(Dataset entries)
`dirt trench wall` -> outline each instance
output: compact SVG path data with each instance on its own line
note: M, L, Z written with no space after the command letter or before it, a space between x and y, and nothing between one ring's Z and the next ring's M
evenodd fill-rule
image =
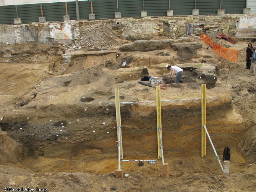
M193 25L194 33L201 32L205 26L218 25L220 32L239 38L253 38L256 35L256 24L250 21L255 20L256 17L255 14L226 14L2 25L0 42L15 44L36 42L50 45L54 39L52 43L70 45L77 44L90 33L97 33L96 29L103 26L123 39L147 40L157 35L175 39L186 34L188 24Z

_DIRECTIONS:_ Rewrite all of the material above with "dirt trench wall" replaced by "earthen trench wall" and everything else left unchanged. Leave the pictures out of your version.

_RESULT OF THIS EXERCISE:_
`earthen trench wall` -> outline each instance
output: compact SVG path data with each instance on its own line
note: M, L, Z written with no space after the command letter or before it, a space between x and y, and nothing between one ring's Z and the next ring's M
evenodd fill-rule
image =
M193 25L194 33L201 32L205 26L218 25L220 32L239 38L253 38L256 35L256 24L250 21L255 20L256 17L255 14L226 14L2 25L0 42L15 44L36 42L50 45L54 39L52 43L70 45L77 44L90 33L97 33L96 29L103 26L123 39L147 40L157 35L175 39L186 34L188 24Z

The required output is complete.